# EXERCISE BRIEF
Take the data below and repeat it exactly.
— Start GIVEN DATA —
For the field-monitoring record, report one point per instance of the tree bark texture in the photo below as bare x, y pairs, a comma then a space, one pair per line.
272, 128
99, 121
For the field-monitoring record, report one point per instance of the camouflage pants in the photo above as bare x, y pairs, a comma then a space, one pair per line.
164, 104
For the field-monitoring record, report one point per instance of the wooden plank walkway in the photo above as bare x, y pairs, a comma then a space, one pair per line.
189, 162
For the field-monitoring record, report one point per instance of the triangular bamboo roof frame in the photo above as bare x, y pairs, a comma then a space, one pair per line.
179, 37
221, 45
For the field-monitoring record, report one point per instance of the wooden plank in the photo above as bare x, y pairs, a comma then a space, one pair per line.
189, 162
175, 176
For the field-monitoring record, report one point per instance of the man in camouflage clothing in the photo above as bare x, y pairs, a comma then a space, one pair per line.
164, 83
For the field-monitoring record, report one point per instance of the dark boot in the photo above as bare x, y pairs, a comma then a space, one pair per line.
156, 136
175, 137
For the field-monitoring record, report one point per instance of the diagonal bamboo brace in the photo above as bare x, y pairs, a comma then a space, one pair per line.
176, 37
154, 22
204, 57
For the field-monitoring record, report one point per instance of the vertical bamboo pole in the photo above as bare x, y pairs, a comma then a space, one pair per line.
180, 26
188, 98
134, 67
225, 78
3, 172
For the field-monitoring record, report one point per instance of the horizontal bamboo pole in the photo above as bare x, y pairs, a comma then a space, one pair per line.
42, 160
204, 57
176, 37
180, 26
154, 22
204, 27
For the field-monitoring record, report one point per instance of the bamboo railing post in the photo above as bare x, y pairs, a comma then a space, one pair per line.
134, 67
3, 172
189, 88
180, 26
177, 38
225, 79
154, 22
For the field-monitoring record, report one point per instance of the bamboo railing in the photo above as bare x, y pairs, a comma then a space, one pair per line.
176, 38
— End GIVEN DATA —
# EXERCISE RESULT
For the field-monitoring record, report one point per instance of the tree bark texture in the photo below as bare x, y pairs, a comma then a space, one pair per line.
272, 128
99, 121
For the field-monitoring record, report one point per instance of the camouflage pants in the photo above as bare x, y pairs, a comma then a space, one pair per line.
164, 104
For the field-monitoring record, report one point per instance of the wooden plank walkway in the photo above as bare x, y pairs, a comma then a space, one pair per line.
189, 162
For the field-monitoring record, report one point per instance of the triangular bamboo roof frame in the photo above as bare x, y pairs, a comma then a space, one pair per line.
179, 37
221, 45
For the field-monitoring record, report one point per instance of the wooden plank in the photo above as bare x, y pairs, a comma then a space, one pair per line.
189, 162
175, 176
For the field-monitoring record, report one point per instance of the man in camouflage clothing in the photo above as bare x, y pairs, a comma then a space, one pair per line.
164, 83
For the field-monitoring record, report one point per instance of the dark boot in the photo above as bare x, y pairs, a comma then a space, one pair per line.
156, 136
175, 137
For the field-monitoring record, report one point per instance of the diagonal bamboo brace in the photo above as bare x, y pairs, a comma then a space, one pair per line.
176, 37
154, 22
204, 57
For the field-monitoring record, report one point per instance of the vertical bamboo pole in the photo above as bare x, y pairs, a comma then a space, one pair per line.
180, 26
188, 98
134, 67
225, 78
3, 172
For the field-monitoring record, report one point per instance of the horizontal bamboo pole in the photo above as bare x, y pairs, a comma then a space, one pair per line.
42, 160
204, 57
176, 37
180, 26
154, 22
204, 27
For the field-monitoring record, report one point per instance of the bamboo railing post in the photo above as bare x, y pairs, a comma then a space, one pair per line.
134, 67
3, 172
189, 88
180, 26
177, 38
225, 79
154, 22
For the field-monitoring record, report one point per instance of the bamboo railing in the photo above as bare x, y pairs, a comma then a space, one pair per line.
176, 38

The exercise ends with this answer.